DOCUMENT PASSAGE
------------

Kaplan–Meier Estimation and Cox Proportional Hazards Modelling for Spanish Construction Firms
This repository contains the full survival analysis conducted on a sample of firms operating in the Spanish construction sector, using firm-level microdata obtained from the SABI database. The objective is to characterise time-to-failure dynamics and quantify the effects of financial and operational covariates on the hazard of market exit.
- Estimation of non-parametric survival functions using the Kaplan–Meier estimator.
- Comparison of group-specific survival distributions via Log-Rank, Breslow, and Tarone–Ware tests.
- Specification and estimation of a Cox Proportional Hazards (PH) model, including diagnostics for the PH assumption.
- Integration of time-dependent covariates where proportionality is violated.
- Identification of statistically significant determinants of the hazard rate of insolvency.
- Source: SABI (Bureau van Dijk)
- Initial sample: 500 firms in NACE Rev.2 code 410 – Construction.
- Final analytical sample: 194 firms with complete information.
- Event definition:
- Event = 1 → firm dissolved / liquidated / in insolvency proceedings
- Censored = 0 → firm still active or registry closure without confirmed failure
- Time variable: Firm age at censoring or event (years).
Key variables used in modelling:
- ROA (Return on Assets) — profitability metric.
- N_EMP — number of employees.
- BPE — profit per employee.
- State — event indicator.
- Time — duration until event/censoring.
The non-parametric estimator is computed to obtain the empirical survival function
- S_hat(t) = Π over all event times t_i ≤ t of (1 − d_i / n_i),
where d_i is the number of events at time t_i and n_i is the number of firms at risk just before t_i.

------------

Data extracted from a collection:
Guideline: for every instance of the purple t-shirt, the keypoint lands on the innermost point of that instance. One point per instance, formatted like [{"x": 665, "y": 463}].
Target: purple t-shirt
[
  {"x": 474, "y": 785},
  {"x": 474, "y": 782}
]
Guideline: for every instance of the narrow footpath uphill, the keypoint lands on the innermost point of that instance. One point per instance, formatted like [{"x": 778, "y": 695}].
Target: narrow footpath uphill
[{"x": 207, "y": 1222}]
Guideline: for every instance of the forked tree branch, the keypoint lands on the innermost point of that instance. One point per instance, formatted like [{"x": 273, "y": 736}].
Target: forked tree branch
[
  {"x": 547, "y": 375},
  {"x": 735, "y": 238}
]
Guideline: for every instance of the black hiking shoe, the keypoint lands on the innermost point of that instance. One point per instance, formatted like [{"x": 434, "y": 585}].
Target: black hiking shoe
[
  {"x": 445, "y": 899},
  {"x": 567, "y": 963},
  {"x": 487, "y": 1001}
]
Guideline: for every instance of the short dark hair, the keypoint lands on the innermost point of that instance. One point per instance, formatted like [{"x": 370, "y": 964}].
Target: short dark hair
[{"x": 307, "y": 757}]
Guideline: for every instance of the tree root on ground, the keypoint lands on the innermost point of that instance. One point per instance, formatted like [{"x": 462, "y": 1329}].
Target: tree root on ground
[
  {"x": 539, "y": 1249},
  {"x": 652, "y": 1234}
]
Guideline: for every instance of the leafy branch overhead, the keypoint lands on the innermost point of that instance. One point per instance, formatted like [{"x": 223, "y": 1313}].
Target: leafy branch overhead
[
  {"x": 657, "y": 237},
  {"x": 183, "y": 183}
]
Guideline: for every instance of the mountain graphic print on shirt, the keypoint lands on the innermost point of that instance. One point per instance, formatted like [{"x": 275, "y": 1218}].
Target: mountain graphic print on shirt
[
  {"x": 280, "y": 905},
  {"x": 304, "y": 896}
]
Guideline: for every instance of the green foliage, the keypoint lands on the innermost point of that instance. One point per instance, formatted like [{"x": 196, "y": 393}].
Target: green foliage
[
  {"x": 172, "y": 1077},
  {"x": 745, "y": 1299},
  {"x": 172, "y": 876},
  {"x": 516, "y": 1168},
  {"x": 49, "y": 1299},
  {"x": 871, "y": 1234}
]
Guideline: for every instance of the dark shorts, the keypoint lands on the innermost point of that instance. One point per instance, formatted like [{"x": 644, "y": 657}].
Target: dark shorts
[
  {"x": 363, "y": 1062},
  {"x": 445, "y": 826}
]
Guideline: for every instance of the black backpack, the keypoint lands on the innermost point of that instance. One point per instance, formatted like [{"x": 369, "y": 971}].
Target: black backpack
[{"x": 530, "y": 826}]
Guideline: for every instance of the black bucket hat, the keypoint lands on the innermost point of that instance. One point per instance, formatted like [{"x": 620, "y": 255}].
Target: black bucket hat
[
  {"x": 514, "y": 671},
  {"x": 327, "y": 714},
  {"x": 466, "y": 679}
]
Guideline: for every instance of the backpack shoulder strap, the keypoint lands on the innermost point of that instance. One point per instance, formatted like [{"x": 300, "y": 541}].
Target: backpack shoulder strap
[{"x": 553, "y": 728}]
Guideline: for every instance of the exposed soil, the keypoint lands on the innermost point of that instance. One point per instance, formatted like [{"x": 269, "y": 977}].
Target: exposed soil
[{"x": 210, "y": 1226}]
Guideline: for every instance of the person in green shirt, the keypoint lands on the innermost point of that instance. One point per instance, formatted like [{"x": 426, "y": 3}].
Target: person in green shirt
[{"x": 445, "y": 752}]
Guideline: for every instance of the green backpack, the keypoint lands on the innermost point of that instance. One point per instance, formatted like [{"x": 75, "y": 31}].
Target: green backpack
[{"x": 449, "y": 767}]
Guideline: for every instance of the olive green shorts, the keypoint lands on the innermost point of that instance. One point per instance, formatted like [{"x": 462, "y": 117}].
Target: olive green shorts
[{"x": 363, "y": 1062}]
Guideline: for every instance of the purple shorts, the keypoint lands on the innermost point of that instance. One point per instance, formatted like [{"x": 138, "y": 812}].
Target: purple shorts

------------

WHAT YOU NEED TO DO
a: In the survival analysis description, rewrite the paragraph beginning "This repository contains the full survival analysis" as a short list of its main facts.
b: Translate this sentence from the survival analysis description into Spanish: "The objective is to characterise time-to-failure dynamics and quantify the effects of financial and operational covariates on the hazard of market exit."
c: Pick up the survival analysis description after its last sentence and continue it.

ANSWERS PER TASK
a:
- Full survival analysis of a sample of firms in the Spanish construction sector
- Based on firm-level microdata from the SABI database
- Aims to describe time-to-failure dynamics
- Measures how financial and operational covariates affect the hazard of market exit

b: El objetivo es caracterizar la dinámica del tiempo hasta el fracaso y cuantificar los efectos de las covariables financieras y operativas sobre el riesgo de salida del mercado.

c:
Survival curves are stratified by autonomous community to assess regional heterogeneity.
The equality of survival functions across groups is tested using:
- Log-Rank (equal weighting across time)
- Breslow / Generalized Wilcoxon (early-time weighting)
- Tarone–Ware (intermediate weighting)
All three tests reject equality (p < 0.01), indicating statistically significant differences in survival distributions across regions.
A semiparametric hazard specification is estimated as:
[
h(t | X) = h_0(t)\exp(\beta' X),
]
with covariates representing profitability, size, and productivity.
Diagnostics for the PH assumption include:
- Schoenfeld residual-based tests
- Time-interaction terms (X × t)
The number of employees violates proportional hazards; hence a time-dependent effect is included.
The final hazard function includes:
- ROA (significant, positive effect on hazard)
- N_EMP (significant, initial positive effect)
- N_EMP × Time (significant, attenuating effect over time)
- BPE (non-significant)
Key interpretations:
- A one-unit increase in ROA increases the instantaneous hazard by approx. 0.9%.
- Higher employment levels increase early-stage failure risk, but the effect decreases by approx. 0.3% per year of firm age.